◆ REQUIRED WORK: Which lines in the items below contain the string "pale"? Find and copy each one, matching case exactly.

Data lines

========================================

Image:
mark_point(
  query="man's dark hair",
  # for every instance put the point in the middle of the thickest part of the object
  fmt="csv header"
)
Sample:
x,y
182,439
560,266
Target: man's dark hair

========================================

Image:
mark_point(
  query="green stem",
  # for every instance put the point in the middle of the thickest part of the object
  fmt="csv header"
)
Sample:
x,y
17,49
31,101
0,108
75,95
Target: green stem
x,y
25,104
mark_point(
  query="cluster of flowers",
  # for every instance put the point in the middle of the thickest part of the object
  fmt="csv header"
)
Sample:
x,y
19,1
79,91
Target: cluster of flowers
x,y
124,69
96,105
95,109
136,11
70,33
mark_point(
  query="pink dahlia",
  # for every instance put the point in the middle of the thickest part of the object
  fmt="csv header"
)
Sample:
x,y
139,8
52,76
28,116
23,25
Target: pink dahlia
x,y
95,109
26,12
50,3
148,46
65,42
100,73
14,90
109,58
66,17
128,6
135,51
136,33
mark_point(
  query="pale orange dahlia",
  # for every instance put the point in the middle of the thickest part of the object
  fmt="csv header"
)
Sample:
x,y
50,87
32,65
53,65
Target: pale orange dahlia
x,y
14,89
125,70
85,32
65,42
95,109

========================================

◆ RESULT FOR THIS EXERCISE:
  query="pale orange dahlia",
Target: pale orange dahlia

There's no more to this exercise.